[Records from a dataset]
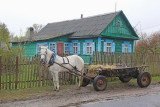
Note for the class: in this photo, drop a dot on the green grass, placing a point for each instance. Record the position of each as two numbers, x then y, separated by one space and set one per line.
29 93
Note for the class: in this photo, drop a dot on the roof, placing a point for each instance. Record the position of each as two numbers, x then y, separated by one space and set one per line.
80 27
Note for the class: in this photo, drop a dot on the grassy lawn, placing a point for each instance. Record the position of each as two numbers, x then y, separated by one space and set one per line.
22 94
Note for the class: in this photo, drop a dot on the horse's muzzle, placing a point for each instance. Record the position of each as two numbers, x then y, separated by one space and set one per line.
42 61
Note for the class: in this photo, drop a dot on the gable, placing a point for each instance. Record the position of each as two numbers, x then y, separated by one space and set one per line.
120 27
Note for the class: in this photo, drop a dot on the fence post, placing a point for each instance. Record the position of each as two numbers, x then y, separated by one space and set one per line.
0 71
16 82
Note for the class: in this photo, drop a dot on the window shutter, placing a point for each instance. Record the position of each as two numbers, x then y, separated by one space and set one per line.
113 47
104 47
130 48
122 48
79 48
84 48
71 48
93 47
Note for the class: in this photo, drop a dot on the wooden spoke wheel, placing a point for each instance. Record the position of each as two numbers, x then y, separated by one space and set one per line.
85 82
125 79
100 83
144 79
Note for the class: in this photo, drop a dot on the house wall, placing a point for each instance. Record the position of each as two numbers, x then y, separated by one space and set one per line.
31 48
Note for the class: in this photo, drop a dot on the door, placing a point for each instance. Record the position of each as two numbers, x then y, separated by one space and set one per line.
60 48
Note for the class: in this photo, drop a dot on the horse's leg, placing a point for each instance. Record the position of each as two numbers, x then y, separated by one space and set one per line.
54 81
80 78
57 81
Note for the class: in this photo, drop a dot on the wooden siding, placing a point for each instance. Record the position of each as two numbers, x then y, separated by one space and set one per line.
120 28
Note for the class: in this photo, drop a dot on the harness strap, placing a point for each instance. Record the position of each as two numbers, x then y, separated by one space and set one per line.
64 60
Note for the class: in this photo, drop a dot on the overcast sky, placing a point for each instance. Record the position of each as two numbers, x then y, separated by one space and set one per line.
20 14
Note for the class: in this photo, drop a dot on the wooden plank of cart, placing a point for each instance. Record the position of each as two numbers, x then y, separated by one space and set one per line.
125 74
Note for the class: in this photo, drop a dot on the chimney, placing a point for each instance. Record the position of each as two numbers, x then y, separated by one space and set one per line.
81 16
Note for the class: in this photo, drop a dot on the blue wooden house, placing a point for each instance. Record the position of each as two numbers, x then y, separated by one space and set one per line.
109 32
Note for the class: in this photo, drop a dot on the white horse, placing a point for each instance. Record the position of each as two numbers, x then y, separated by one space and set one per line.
72 62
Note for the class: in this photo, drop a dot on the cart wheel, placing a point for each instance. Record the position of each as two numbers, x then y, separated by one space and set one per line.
144 79
85 82
125 79
100 83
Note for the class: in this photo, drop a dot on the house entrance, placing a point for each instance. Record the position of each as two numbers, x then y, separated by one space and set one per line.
60 48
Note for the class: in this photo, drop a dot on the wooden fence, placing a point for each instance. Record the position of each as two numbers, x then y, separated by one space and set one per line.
129 59
26 72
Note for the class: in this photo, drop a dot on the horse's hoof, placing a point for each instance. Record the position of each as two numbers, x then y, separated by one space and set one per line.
78 88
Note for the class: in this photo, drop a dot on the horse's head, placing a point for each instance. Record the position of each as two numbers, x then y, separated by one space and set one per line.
43 53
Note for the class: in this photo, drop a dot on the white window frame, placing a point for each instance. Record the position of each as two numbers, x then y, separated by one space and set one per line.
89 47
75 47
54 48
38 47
66 48
109 47
126 48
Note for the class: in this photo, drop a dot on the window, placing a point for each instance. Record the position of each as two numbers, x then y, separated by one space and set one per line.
39 47
126 48
89 48
75 48
66 48
52 47
109 47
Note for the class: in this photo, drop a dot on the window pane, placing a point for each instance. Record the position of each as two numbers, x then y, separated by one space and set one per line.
109 47
75 48
89 48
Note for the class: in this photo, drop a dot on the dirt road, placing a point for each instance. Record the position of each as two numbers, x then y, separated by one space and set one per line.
70 96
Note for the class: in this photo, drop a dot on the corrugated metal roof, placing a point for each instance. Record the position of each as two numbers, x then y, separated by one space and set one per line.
79 27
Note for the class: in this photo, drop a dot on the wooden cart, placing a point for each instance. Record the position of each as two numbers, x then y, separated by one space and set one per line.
125 74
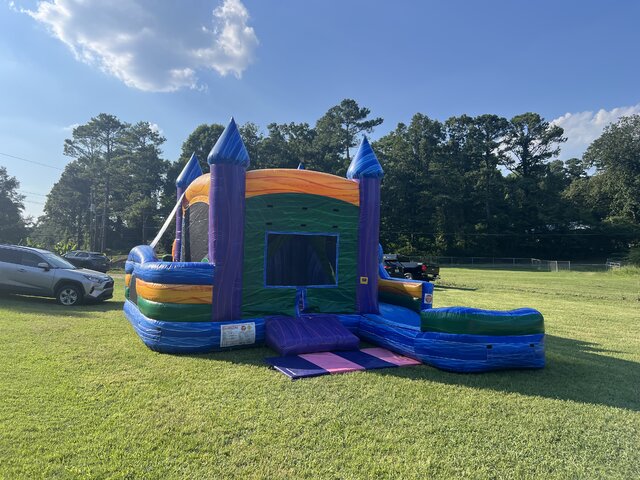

▶ _SHORT TASK_: Count the lines in the entries above that contain the word "cart", and reply with only that number.

▶ _RESULT_: 3